WHAT YOU ARE ASKED TO DO.
Can you write out all the rows below again, requests included, shifting every bounding-box coordinate in the answers up by 4? Leave the pictures out.

EXTRACTED RECORDS.
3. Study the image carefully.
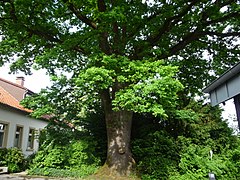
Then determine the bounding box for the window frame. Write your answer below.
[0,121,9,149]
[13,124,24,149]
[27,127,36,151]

WRITTEN ANSWER.
3. Study the image carefully.
Then determine the bounding box for the window frame. Write your answer below.
[4,125,13,153]
[17,128,28,153]
[31,131,40,155]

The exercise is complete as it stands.